Movie Review by Mark Bayross
Starring: Jude Law, Nicole Kidman, Renee Zellweger, Natalie Portman
Director: Anthony Minghella
Set at the battle-weary end of the American Civil War, COLD MOUNTAIN brings Charles Frazier’s semi-biographical 1997 bestseller to life through the lens of acclaimed director Anthony Minghella.
The story follows the path of two lovers, both very different, who are torn apart far too quickly, but who are so haunted by the memory of each other that they both fight tooth and nail to be together again.
Ada Monroe (Nicole Kidman) arrives in the titular North Carolina farming town and immediately begins turning heads. She and her preacher daddy (Donald Sutherland) have moved from Charleston and she immediately stands out as a vision of refined Southern Belle perfection amid the grizzled locals.
But while it is Inman (Jude Law) who catches her eye, the pair are only able to share furtive glances, a couple of awkward conversations and a last-minute clinch before he is dragged away to fight for the Confederacy cause. Inman’s idealism and enthusiasm – along with that of everyone else – begins to wane when the short war they had been predicting, the fight for their beliefs and their way of life, gives way to a protracted and brutal conflict, and the realisation that his side are losing.

How to complete this task:
Answer these from the Cold Mountain review:
(a) Which actor plays Ada Monroe?
(b) From what city have Ada and her father moved?
(c) Which side is Inman dragged away to fight for?

Extracted entries:
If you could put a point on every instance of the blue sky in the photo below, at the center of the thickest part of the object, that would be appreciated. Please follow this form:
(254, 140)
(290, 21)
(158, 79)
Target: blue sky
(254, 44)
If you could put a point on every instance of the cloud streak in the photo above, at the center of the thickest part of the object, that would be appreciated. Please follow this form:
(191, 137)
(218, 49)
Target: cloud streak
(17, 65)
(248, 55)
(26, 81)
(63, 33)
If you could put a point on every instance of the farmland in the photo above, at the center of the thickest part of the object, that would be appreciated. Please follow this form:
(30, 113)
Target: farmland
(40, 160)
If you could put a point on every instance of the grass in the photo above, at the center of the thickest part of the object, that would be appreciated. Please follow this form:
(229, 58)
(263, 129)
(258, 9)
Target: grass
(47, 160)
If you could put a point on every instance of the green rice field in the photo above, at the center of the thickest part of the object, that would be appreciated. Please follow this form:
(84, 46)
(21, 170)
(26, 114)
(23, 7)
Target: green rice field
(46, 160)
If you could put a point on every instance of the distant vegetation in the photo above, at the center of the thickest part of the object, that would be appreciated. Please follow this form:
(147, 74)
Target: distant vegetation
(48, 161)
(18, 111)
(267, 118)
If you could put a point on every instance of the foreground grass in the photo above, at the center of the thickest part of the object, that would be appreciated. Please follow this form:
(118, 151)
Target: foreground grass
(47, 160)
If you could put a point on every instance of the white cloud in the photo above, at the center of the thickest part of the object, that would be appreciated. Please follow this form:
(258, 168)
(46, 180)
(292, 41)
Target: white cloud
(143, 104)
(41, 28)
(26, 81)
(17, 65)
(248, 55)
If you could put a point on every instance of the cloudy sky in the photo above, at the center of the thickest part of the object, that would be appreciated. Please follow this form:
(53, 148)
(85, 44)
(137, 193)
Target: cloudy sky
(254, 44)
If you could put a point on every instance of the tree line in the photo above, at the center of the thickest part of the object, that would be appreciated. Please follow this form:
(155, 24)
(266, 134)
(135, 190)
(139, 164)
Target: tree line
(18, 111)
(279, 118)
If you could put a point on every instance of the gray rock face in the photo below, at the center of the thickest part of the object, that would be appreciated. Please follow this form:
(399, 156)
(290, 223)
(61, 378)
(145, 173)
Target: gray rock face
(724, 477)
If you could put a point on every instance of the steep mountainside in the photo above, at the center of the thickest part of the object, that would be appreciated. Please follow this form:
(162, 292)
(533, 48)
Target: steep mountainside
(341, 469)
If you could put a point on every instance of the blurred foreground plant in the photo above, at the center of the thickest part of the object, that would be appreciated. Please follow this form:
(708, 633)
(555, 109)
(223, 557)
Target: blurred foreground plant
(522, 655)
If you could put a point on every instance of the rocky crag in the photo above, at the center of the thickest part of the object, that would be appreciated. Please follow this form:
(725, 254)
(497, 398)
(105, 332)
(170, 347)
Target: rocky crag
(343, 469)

Exercise answer:
(a) Nicole Kidman
(b) Charleston
(c) The Confederacy